▸ **Trabajo solicitado**:
A: Responde, a partir del hilo del foro sobre el circuito con NE555, estas preguntas:
(i) ¿Qué error arroja Proteus cuando el circuito se ejecuta con el interruptor encendido?
(ii) ¿Qué transistor de salida usó blanko001 al montar el circuito en el protoboard?
(iii) ¿Qué valor tiene la resistencia del segundo monoestable que blanko001 pide tener presente?
B: Enumera todos los modelos de transistor que se nombran en el hilo del foro sobre el circuito con NE555.
C: Según el hilo del foro sobre el circuito con NE555, ¿por qué cree skarstoker que el error está en el primer NE555?

▸ **Texto proporcionado**:
_ _ _

Mañana lo montaré en el protoboard, o funciona o funciona jejeje.


----------



## skarstoker (Nov 27, 2012)

blanko001 dijo:


> Mañana lo montaré en el protoboard, o funciona o funciona jejeje.


 
Muchas gracias sobre todo por tu tiempo y disposicion
gracias


----------



## skarstoker (Nov 28, 2012)

Bueno les cuento, Lo volvi hacer desde cero en el proteus, pero al ejecutarlo con la switch prendido, me arroja el siguiente error, Demasiadas iteraciones sin convergencia (Too Many iterations Without convergence), mientras si lo ejecuto con el interruptor apagado, me deja probarlo... 

Yo pienso que lo mas probable que el error se encuentre en el primer NE555, ya que al solo darle On al interruptor, comienza a funcionar y se prenden todas los PIN 3 de los tres NE555 

En el primer NE555, luego de 10 segundos, se apaga la luz roja y se vuelve azul, mientras que el segundo NE555, queda pegado y no respeta los 3 segundos, segun la configuracion..





dejo el ultimo esquema, y adjunto el archivo de proteus....



 

De ante mano 
Gracias


----------



## blanko001 (Nov 28, 2012)

Monté el circuito en el protoboard y es totalmente funcional, ten presente en el primer monoestable la resistencia de 10K entre el pin 2 y el positivo de la fuente, además en el segundo monoestable la resistencia de 2.7K. También ten en cuenta los valores de los capacitores y resistencias en general. El transistor de salida utilizado fué un TIP31C porque de momento no tengo 2N3904 pero funcionó. solo es buscar en google la imagen de los pines para su correcta disposición. 

Puedes buscar la forma correcta de hacer sonar tu buzzer dependiendo de las características electricas del mismo, busca la configuración darlington para que montes un 2N3904 seguido de un transistor de potencia como el TIP31 o de mediana como el BD139, Si tu buzzer no consume mucha corriente puedes hacerlo sonar sin problemas con un simple 2N3904 ó 2N2222

Adjunto el diagrama que monté en el protoboard:


----------



## skarstoker (Nov 28, 2012)

_ _ _

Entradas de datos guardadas
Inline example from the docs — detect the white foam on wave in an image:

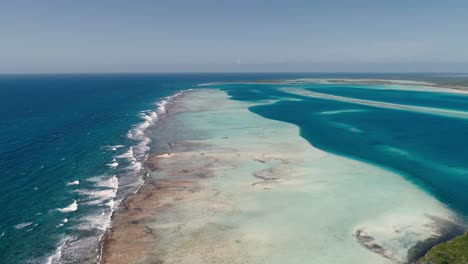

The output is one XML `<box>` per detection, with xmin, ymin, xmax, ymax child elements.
<box><xmin>66</xmin><ymin>181</ymin><xmax>80</xmax><ymax>186</ymax></box>
<box><xmin>77</xmin><ymin>175</ymin><xmax>119</xmax><ymax>205</ymax></box>
<box><xmin>56</xmin><ymin>218</ymin><xmax>68</xmax><ymax>228</ymax></box>
<box><xmin>106</xmin><ymin>161</ymin><xmax>119</xmax><ymax>168</ymax></box>
<box><xmin>57</xmin><ymin>200</ymin><xmax>78</xmax><ymax>213</ymax></box>
<box><xmin>46</xmin><ymin>240</ymin><xmax>66</xmax><ymax>264</ymax></box>
<box><xmin>47</xmin><ymin>93</ymin><xmax>185</xmax><ymax>263</ymax></box>
<box><xmin>15</xmin><ymin>222</ymin><xmax>33</xmax><ymax>230</ymax></box>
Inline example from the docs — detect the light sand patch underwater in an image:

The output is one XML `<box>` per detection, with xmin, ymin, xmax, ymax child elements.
<box><xmin>103</xmin><ymin>89</ymin><xmax>456</xmax><ymax>264</ymax></box>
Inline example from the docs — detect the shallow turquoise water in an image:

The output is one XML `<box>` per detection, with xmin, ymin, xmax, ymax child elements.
<box><xmin>0</xmin><ymin>74</ymin><xmax>468</xmax><ymax>263</ymax></box>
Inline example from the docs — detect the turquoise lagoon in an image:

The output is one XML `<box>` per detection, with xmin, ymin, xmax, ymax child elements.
<box><xmin>0</xmin><ymin>74</ymin><xmax>468</xmax><ymax>263</ymax></box>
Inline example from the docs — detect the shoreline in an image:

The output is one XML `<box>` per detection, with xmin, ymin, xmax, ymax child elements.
<box><xmin>102</xmin><ymin>90</ymin><xmax>462</xmax><ymax>263</ymax></box>
<box><xmin>213</xmin><ymin>78</ymin><xmax>468</xmax><ymax>94</ymax></box>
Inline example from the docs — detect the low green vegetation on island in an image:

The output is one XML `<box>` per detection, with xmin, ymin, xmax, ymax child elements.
<box><xmin>418</xmin><ymin>233</ymin><xmax>468</xmax><ymax>264</ymax></box>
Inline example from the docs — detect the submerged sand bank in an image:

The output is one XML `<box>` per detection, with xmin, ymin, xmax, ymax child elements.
<box><xmin>103</xmin><ymin>90</ymin><xmax>460</xmax><ymax>264</ymax></box>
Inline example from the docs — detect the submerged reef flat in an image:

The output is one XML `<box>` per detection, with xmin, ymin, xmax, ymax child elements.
<box><xmin>102</xmin><ymin>89</ymin><xmax>456</xmax><ymax>264</ymax></box>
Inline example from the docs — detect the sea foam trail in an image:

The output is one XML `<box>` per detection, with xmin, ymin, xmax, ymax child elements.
<box><xmin>42</xmin><ymin>92</ymin><xmax>182</xmax><ymax>263</ymax></box>
<box><xmin>280</xmin><ymin>88</ymin><xmax>468</xmax><ymax>119</ymax></box>
<box><xmin>100</xmin><ymin>90</ymin><xmax>453</xmax><ymax>264</ymax></box>
<box><xmin>57</xmin><ymin>200</ymin><xmax>78</xmax><ymax>213</ymax></box>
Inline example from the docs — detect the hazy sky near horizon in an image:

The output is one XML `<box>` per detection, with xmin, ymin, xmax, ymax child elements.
<box><xmin>0</xmin><ymin>0</ymin><xmax>468</xmax><ymax>73</ymax></box>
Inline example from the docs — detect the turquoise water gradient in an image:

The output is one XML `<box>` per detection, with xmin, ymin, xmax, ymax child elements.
<box><xmin>0</xmin><ymin>74</ymin><xmax>322</xmax><ymax>263</ymax></box>
<box><xmin>221</xmin><ymin>84</ymin><xmax>468</xmax><ymax>217</ymax></box>
<box><xmin>0</xmin><ymin>74</ymin><xmax>468</xmax><ymax>263</ymax></box>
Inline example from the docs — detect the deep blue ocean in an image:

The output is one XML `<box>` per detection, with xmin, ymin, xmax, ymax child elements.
<box><xmin>0</xmin><ymin>74</ymin><xmax>468</xmax><ymax>263</ymax></box>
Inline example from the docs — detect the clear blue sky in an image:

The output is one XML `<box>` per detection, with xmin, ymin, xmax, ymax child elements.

_ _ _

▸ **Respuestas**:
A:
(i) Demasiadas iteraciones sin convergencia (Too Many iterations Without convergence).
(ii) Un TIP31C.
(iii) 2.7K.

B: TIP31C, 2N3904, TIP31, BD139, 2N2222

C: Lo cree porque, con solo poner el interruptor en On, el circuito empieza a funcionar y se encienden los pines 3 de los tres NE555.